== Exercise requirements ==
Return a copy of each line in the listing that includes the word "rough".

BEGIN

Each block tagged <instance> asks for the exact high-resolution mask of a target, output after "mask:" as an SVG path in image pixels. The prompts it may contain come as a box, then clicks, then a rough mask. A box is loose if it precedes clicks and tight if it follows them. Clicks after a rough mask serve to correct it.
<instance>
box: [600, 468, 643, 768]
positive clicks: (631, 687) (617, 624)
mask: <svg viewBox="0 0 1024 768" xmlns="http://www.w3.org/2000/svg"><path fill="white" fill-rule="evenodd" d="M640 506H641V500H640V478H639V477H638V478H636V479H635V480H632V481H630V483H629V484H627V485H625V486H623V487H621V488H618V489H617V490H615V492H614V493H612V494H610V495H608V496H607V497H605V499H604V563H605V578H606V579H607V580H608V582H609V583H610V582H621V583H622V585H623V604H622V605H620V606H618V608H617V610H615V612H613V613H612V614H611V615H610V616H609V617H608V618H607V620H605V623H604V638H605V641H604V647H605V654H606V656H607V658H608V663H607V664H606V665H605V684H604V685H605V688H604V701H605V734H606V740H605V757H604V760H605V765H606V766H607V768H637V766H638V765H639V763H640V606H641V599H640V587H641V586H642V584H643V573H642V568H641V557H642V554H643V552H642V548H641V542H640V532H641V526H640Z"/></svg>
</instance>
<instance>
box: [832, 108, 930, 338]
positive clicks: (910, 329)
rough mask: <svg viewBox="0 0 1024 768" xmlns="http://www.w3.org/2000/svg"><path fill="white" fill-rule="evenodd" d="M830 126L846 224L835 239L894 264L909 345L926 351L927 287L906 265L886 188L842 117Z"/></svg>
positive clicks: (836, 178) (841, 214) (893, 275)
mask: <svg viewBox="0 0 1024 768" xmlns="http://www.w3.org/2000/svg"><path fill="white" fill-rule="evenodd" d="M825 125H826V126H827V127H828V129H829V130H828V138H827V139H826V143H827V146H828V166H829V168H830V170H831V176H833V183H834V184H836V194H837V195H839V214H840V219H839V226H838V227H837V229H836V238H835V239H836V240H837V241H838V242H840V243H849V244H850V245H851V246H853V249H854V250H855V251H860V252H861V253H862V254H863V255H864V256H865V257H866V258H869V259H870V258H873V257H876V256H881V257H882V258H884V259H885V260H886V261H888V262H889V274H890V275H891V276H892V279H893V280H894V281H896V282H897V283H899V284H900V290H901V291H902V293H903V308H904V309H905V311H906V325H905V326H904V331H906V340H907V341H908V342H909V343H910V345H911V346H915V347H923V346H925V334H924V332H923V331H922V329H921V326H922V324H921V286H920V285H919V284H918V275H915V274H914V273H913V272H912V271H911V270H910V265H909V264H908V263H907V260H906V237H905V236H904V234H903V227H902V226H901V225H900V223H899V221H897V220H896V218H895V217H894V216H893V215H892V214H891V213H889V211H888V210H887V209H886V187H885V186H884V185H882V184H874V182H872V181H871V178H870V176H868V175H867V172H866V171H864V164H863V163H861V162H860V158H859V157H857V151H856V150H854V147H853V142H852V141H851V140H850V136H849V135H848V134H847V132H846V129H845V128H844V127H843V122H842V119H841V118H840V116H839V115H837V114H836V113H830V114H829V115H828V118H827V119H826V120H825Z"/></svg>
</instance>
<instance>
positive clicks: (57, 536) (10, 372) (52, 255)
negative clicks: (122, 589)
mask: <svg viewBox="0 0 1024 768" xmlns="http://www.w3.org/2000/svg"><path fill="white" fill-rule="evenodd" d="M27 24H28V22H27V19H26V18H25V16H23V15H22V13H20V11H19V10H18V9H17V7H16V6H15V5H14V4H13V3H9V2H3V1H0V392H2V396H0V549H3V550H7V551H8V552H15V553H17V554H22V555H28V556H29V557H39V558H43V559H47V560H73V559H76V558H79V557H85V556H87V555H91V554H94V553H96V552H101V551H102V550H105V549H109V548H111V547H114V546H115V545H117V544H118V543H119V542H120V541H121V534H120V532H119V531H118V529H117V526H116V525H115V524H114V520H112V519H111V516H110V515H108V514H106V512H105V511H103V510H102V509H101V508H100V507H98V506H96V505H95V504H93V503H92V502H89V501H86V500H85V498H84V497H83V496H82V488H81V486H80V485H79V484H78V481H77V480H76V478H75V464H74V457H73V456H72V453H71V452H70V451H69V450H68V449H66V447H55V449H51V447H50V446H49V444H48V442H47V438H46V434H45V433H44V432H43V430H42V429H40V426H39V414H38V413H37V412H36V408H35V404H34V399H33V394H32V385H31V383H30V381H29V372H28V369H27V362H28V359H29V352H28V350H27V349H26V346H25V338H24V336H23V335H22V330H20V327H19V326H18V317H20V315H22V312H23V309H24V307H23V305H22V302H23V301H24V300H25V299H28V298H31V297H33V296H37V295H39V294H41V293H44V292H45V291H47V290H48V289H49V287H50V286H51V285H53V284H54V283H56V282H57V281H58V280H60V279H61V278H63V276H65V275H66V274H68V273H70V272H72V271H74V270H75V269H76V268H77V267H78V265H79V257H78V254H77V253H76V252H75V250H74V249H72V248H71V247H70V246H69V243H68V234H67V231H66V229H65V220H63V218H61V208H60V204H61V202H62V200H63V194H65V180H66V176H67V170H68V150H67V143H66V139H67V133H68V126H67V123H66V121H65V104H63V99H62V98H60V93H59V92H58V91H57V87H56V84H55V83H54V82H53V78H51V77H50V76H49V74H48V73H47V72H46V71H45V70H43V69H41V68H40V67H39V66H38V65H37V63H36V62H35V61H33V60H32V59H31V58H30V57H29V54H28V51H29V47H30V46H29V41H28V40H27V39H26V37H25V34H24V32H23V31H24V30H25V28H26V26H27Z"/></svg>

END

== Response area ==
Each block tagged <instance> asks for the exact high-resolution mask of a target, output after "mask:" as an SVG path in image pixels. The prompts it may contain come as a box, then clicks, then a rough mask. A box is loose if it precedes clicks and tight if it follows them. Clicks after a rough mask serve to correct it.
rough mask: <svg viewBox="0 0 1024 768" xmlns="http://www.w3.org/2000/svg"><path fill="white" fill-rule="evenodd" d="M830 126L846 224L835 239L894 264L909 345L926 351L927 287L906 265L886 188L842 117Z"/></svg>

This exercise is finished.